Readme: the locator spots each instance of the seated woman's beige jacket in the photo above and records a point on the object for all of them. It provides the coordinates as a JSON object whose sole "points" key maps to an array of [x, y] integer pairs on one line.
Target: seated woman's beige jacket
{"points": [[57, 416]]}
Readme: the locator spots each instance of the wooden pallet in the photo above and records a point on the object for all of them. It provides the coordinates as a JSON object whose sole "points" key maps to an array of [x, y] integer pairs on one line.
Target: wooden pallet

**Work to complete**. The answer consists of the line holding "Target: seated woman's beige jacket" and every line after it up to the end of the records, word for word.

**Written response**.
Target: seated woman's beige jacket
{"points": [[57, 416]]}
Readme: the locator spots each instance of the wooden pallet in the photo above and records a point on the object for all of them. It provides the coordinates as a JSON object whose sole "points" key maps to an array of [x, y] integer pairs on one line.
Target: wooden pallet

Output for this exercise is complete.